» **TASK INSTRUCTIONS**
Extract, verbatim, all lines starting at the one containing "Question. The photo above holds the sailing" and ending with the final line of the listing, and no others.

++++ THE RECORDS

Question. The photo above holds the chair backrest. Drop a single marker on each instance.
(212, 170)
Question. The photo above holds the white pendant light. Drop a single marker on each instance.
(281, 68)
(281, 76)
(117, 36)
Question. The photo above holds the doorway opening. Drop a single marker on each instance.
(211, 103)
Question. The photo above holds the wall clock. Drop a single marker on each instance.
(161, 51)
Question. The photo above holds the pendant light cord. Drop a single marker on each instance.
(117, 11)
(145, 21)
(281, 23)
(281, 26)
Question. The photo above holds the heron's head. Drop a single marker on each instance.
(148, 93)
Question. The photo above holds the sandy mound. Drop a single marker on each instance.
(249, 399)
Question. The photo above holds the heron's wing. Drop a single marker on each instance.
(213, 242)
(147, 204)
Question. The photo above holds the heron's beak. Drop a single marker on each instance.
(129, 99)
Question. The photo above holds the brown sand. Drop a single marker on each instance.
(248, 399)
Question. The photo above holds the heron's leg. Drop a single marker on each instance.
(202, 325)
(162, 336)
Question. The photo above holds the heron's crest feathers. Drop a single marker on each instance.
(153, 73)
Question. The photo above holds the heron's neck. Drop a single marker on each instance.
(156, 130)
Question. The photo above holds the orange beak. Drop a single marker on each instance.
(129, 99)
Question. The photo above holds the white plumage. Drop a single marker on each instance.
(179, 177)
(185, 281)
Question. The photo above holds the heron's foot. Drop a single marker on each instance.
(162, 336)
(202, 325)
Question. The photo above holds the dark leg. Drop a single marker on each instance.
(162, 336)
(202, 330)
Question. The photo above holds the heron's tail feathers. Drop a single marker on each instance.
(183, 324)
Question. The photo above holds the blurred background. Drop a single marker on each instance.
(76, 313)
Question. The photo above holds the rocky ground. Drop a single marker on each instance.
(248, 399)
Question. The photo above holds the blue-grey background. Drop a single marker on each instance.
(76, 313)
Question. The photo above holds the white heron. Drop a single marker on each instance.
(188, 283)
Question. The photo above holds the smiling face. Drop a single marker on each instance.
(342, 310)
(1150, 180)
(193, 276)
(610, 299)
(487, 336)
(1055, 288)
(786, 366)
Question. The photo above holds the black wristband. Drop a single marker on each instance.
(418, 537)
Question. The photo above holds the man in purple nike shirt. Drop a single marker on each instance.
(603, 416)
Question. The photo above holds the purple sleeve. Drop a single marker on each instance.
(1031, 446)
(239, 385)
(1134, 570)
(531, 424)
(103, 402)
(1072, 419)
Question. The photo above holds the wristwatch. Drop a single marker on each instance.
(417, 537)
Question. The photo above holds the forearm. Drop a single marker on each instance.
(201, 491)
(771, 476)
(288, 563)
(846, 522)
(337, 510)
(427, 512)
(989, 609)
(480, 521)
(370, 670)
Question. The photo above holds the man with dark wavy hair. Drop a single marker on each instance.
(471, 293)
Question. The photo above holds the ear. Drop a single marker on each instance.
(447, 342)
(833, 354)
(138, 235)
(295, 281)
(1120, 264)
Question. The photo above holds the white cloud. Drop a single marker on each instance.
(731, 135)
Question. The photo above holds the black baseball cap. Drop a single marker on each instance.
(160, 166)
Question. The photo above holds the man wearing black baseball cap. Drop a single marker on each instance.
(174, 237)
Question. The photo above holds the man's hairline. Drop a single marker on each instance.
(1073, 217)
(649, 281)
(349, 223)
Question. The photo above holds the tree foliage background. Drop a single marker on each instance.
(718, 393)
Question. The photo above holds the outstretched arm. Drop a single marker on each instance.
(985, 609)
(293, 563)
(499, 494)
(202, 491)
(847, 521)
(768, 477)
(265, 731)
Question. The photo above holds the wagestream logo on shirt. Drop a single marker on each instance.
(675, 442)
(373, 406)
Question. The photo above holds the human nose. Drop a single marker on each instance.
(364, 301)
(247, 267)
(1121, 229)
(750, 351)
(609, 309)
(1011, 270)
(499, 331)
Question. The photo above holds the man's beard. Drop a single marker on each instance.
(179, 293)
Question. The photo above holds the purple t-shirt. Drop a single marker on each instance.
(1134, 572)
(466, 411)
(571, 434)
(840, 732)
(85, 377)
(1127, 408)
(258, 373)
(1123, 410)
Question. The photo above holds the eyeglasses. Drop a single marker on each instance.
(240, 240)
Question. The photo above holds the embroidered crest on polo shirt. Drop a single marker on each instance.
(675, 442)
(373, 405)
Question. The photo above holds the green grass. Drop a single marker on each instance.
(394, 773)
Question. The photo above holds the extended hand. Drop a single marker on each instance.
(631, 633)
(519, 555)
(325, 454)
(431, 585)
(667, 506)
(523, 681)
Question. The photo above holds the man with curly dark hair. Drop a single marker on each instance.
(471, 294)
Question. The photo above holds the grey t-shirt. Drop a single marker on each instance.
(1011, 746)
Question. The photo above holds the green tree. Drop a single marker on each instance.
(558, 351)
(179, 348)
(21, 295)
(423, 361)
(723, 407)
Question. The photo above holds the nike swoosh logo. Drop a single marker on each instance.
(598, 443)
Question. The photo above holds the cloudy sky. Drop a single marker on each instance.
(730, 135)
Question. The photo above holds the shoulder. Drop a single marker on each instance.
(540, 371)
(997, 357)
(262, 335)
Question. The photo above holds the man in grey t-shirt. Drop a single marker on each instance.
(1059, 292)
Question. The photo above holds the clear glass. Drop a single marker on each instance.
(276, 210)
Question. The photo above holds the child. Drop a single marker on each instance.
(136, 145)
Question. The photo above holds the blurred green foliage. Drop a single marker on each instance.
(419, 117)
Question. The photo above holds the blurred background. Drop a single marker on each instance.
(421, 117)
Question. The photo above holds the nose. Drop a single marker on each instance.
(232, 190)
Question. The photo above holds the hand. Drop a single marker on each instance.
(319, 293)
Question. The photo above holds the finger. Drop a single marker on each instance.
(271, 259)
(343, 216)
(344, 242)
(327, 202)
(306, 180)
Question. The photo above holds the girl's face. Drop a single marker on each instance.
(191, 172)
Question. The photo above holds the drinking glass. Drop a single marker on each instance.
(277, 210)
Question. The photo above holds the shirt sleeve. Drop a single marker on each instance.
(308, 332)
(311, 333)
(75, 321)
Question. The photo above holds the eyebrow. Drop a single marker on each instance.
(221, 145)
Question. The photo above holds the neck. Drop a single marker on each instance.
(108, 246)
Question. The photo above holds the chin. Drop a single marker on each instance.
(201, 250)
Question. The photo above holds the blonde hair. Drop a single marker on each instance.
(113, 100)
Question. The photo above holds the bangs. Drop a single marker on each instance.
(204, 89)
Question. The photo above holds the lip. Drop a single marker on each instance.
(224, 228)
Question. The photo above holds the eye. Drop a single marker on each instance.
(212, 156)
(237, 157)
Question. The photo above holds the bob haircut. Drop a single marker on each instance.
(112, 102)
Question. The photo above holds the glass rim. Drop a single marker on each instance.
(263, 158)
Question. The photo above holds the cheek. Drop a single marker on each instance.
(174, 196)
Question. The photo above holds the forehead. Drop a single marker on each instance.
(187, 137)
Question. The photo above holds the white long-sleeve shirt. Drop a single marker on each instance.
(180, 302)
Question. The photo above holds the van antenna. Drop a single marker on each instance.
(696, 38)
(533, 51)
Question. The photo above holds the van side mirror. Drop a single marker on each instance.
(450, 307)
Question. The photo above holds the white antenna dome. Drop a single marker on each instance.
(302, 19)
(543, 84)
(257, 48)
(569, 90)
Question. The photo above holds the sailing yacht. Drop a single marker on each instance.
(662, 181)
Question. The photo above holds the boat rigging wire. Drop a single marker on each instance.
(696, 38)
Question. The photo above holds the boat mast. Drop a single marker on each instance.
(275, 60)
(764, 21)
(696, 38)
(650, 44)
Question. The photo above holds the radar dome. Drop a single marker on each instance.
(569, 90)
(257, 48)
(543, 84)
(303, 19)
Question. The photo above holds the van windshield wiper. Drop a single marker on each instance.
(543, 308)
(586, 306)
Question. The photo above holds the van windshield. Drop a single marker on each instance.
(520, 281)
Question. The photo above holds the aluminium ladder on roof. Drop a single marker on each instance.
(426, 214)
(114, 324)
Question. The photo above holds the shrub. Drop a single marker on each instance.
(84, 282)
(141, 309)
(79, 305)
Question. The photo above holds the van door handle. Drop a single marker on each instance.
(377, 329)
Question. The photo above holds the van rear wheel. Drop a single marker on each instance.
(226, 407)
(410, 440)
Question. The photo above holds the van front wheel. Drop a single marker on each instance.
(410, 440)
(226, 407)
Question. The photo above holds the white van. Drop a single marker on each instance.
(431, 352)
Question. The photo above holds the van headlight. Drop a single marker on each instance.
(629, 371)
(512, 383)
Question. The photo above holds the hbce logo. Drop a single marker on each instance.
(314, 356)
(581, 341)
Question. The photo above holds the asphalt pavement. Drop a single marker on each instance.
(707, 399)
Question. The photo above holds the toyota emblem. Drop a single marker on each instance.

++++++++

» **EXERCISE OUTPUT**
Question. The photo above holds the sailing yacht. Drop a single marker on each instance.
(662, 181)
Question. The photo above holds the boat rigging wire. Drop a single marker on each instance.
(696, 38)
Question. The photo above holds the boat mast. Drop a single marker on each instance.
(275, 60)
(764, 21)
(696, 38)
(650, 44)
Question. The photo above holds the radar dome. Drop a single marker on each instance.
(569, 90)
(257, 48)
(543, 84)
(303, 19)
Question. The photo above holds the van windshield wiper. Drop a single marker on each instance.
(543, 308)
(586, 306)
Question. The photo above holds the van windshield. Drop a single marker on each instance.
(520, 281)
Question. The photo above holds the aluminium ladder on roof. Drop a single marker on each instance.
(426, 214)
(114, 324)
Question. The photo above holds the shrub. Drop a single marker on each instance.
(84, 282)
(141, 309)
(79, 305)
Question. The photo above holds the van door handle. Drop a single marker on each instance.
(377, 329)
Question. The photo above holds the van rear wheel. Drop a single marker on each instance.
(226, 407)
(410, 440)
Question. The photo above holds the van front wheel. Drop a single marker on each instance.
(410, 440)
(226, 407)
Question. The photo above holds the white van. Drop a single marker on each instance.
(431, 352)
Question. The photo above holds the van headlight. Drop a single marker on each instance.
(629, 371)
(512, 383)
Question. The photo above holds the hbce logo. Drop a single marker on each instance.
(314, 356)
(581, 341)
Question. The photo above holds the asphalt pavement. Drop a single marker on each instance.
(707, 399)
Question. The photo above holds the toyota emblem. Drop a single marker on each instance.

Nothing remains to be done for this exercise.